§ **WHAT YOU NEED TO DO**: Would you repeat exactly the part of the listing below that runs from the line containing "Target: rear tire" down to the line containing "Guideline: for every instance of the front grille, the", inclusive, and nothing else?

§ **MATERIAL FOR THIS TASK**:

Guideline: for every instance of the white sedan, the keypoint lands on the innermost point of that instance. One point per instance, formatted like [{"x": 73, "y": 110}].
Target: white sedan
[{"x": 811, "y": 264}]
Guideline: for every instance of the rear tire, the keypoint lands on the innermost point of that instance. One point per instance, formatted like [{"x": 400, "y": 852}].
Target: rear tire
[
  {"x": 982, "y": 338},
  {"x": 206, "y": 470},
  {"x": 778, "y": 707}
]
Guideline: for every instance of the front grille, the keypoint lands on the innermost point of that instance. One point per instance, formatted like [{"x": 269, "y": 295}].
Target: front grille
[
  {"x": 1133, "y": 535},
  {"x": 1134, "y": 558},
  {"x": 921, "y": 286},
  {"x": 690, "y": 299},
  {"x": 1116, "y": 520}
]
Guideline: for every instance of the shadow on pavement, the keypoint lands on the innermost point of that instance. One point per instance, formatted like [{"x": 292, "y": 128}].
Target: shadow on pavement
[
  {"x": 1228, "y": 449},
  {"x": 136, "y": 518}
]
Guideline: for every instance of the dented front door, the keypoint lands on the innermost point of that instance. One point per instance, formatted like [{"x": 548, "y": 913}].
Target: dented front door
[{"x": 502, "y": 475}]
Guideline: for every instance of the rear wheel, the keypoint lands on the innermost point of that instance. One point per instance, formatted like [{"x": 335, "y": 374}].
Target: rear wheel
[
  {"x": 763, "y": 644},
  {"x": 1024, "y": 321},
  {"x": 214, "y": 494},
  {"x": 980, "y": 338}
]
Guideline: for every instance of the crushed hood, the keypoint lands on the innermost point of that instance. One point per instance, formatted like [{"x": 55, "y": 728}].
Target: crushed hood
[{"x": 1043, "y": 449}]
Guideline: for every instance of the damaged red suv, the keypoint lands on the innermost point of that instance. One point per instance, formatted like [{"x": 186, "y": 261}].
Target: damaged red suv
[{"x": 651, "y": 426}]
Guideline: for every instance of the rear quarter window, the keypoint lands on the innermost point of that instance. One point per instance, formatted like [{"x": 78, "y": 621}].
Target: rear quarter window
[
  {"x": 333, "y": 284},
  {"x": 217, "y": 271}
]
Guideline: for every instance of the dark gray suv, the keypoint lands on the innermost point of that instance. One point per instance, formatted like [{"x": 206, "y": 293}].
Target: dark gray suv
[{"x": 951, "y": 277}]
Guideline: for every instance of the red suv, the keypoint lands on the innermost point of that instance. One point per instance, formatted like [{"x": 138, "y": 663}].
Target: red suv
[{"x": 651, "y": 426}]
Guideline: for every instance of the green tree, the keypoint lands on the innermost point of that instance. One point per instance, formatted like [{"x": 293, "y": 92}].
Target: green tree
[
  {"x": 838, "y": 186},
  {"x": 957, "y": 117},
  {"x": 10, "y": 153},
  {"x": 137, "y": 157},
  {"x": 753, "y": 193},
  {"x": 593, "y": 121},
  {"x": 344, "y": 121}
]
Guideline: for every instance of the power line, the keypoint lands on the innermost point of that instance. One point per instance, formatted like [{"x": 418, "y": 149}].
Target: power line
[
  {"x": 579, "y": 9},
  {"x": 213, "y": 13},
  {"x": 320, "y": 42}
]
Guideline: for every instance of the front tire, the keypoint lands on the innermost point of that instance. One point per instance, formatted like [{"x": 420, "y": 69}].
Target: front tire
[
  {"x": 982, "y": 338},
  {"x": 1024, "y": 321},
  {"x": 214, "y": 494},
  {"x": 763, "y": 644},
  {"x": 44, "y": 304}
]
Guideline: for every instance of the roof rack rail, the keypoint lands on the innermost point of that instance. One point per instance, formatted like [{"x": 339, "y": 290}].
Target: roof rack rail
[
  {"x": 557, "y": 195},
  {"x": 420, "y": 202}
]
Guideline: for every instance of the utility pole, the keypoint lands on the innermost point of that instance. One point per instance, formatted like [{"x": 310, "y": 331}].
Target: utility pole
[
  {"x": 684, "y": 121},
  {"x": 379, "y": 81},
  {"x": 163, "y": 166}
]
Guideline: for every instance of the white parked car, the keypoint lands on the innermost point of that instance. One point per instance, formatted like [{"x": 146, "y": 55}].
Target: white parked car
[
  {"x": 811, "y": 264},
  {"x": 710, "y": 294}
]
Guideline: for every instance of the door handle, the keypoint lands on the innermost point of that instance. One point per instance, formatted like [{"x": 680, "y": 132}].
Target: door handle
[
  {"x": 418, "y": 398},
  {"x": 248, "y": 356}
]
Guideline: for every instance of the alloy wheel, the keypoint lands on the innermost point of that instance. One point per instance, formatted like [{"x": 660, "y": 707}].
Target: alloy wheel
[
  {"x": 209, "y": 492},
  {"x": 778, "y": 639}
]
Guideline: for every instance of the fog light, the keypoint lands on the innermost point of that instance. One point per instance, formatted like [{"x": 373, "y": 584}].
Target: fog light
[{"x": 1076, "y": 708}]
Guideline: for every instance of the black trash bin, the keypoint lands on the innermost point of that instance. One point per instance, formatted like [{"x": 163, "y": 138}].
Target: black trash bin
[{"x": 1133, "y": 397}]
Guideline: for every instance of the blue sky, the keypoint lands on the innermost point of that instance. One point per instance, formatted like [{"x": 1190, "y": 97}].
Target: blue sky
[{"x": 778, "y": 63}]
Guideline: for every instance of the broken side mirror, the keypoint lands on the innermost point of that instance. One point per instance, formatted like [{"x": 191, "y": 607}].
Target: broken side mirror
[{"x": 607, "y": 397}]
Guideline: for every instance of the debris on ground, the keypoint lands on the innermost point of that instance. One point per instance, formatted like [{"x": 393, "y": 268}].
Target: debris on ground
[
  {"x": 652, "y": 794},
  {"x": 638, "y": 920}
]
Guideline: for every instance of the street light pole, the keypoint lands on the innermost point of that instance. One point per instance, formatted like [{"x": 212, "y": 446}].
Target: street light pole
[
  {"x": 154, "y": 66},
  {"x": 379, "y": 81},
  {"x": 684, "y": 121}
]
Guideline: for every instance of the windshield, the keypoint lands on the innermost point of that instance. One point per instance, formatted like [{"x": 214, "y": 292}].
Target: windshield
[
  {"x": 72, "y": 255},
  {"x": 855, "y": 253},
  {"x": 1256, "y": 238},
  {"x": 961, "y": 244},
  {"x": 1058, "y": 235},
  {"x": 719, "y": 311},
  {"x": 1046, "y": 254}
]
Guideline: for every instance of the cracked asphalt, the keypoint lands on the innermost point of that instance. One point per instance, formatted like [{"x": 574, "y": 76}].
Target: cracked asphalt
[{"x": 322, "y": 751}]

§ **TASK RESULT**:
Target: rear tire
[
  {"x": 982, "y": 338},
  {"x": 206, "y": 470},
  {"x": 778, "y": 707}
]
Guideline: for every instance of the front grille, the keypoint lands on the innermost point of that instance. One point per instance, formatted like [{"x": 269, "y": 295}].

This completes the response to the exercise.